TEXT EXTRACT.
★ ★ ★ ★
Tinkered with Classic Mob Story
A fan of the mob-movie genre since his youth, Chase wanted to create a version of the well-mined milieu unlike any other. As he told Newsweek's Marc Peyser, he believed that too many television shows revolve around "lawyers and cops and courts . Wise-guys don't all go to jail or get killed. In reality, they play cards and go to social clubs and pick up money. They do a lot less than we portray them doing." He originally developed The Sopranos for the Fox network in the mid-1990s, but executives decided against producing it. It was sold to HBO instead, and debuted in January of 1999. "None of us ever expected anybody to watch the show," Chase remarked in the interview with Peyser. But the show was an immediate hit: after the first two episodes, HBO signed Chase to a contract for a second season, the quickest renewal in the cable channel's history.
The Sopranos is centered around Tony Soprano, a mob boss played by James Gandolfini. He has a lavish home, a devoutly Catholic wife, and two teenaged children. Plagued by anxiety attacks, he regularly visits a psychiatrist, Dr. Jennifer Melfi (Lorraine Bracco), who prescribes an antidepressant for him. Soprano faces a myriad of problems in his business world, which are further complicated by Federal Bureau of Investigation attempts to nail the group. In one primary storyline, Soprano's formidable mother, Livia (Nancy Marchand), is angered when her son relegates her to a deluxe retirement community, and tries to have him killed. "What kind of person can I be," Soprano asks his wife, "where his own mother wants him dead?" Chase said that the character of Livia was based on his own mother. "My mother was so downbeat, so relentlessly pessimistic and that, in Livia, all comes from her," he told Remnick in the New Yorker.
A Critical Hit
In its first season, some episodes of The Sopranos attracted a viewing audience of 10 million, setting a record for an HBO original series. It also won a slew of critical accolades and 16 Emmy nominations, taking four including a writing award for Chase in which Tony takes his daughter to visit a college in Maine, and discovers an FBI informant along the way; he murders him with an electrical cord before picking his daughter up after her tour. Chase's creation of a stressed mob boss on Prozac helped make the show a hit. "I think it accurately conveys that most of these guys spend every day with a knot in their stomach," former FBI agent Bruce Mouw told Newsweek. "It's not a happy, fun life." Willis, writing in the Nation, described the show as "a deft depiction of class and cultural relations among various subgroups and generations of Italian-Americans [and] a gloss on the manners and mores of the fin- de-siecle American middle-class family."
★ ★ ★ ★
TASKS AND EXERCISES.
1) Replace "Fox" with "CBS" in the text about The Sopranos and write out everything from "Tinkered with Classic" down to "cable channel's history.".
2) How many Emmy nominations did The Sopranos receive after its first season, according to the text about The Sopranos?
3) Translate this sentence from the text about The Sopranos into Spanish: "He has a lavish home, a devoutly Catholic wife, and two teenaged children."
The data has no connection to the text about The Sopranos.

SOURCE MATERIAL.
★ ★ ★ ★
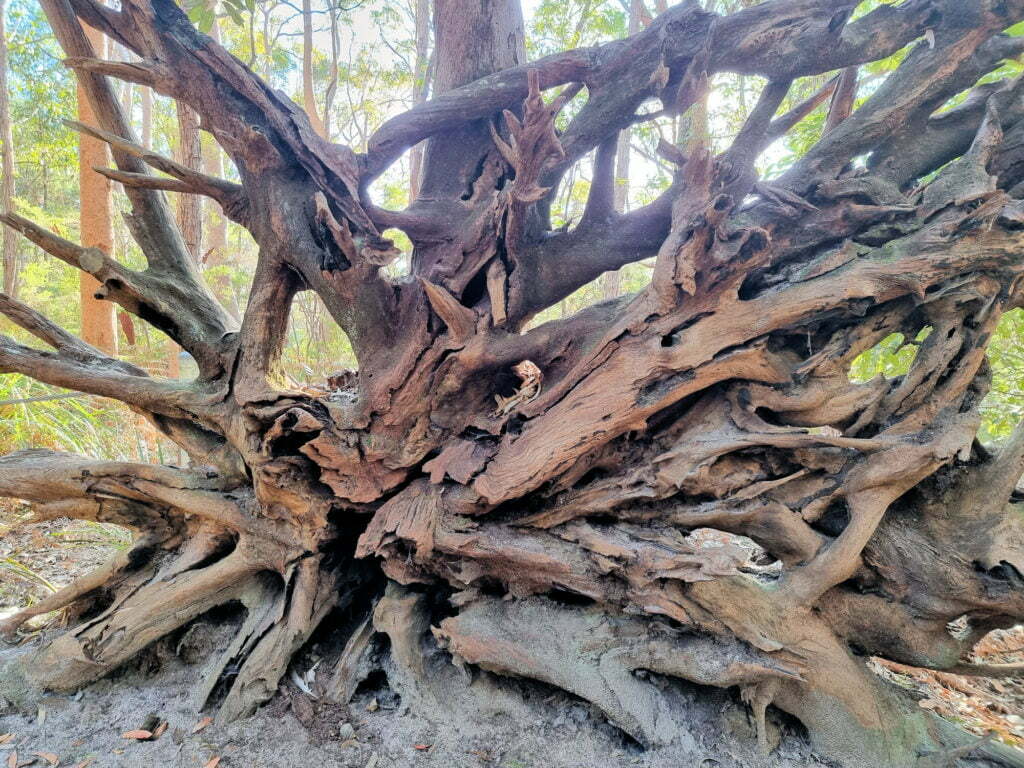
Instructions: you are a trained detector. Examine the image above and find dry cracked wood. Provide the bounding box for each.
[0,0,1024,768]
★ ★ ★ ★
PER-TASK OUTPUTS.
1)
Tinkered with Classic Mob Story
A fan of the mob-movie genre since his youth, Chase wanted to create a version of the well-mined milieu unlike any other. As he told Newsweek's Marc Peyser, he believed that too many television shows revolve around "lawyers and cops and courts . Wise-guys don't all go to jail or get killed. In reality, they play cards and go to social clubs and pick up money. They do a lot less than we portray them doing." He originally developed The Sopranos for the CBS network in the mid-1990s, but executives decided against producing it. It was sold to HBO instead, and debuted in January of 1999. "None of us ever expected anybody to watch the show," Chase remarked in the interview with Peyser. But the show was an immediate hit: after the first two episodes, HBO signed Chase to a contract for a second season, the quickest renewal in the cable channel's history.

2) 16 Emmy nominations, of which it won four.

3) Tiene una casa lujosa, una esposa devotamente católica y dos hijos adolescentes.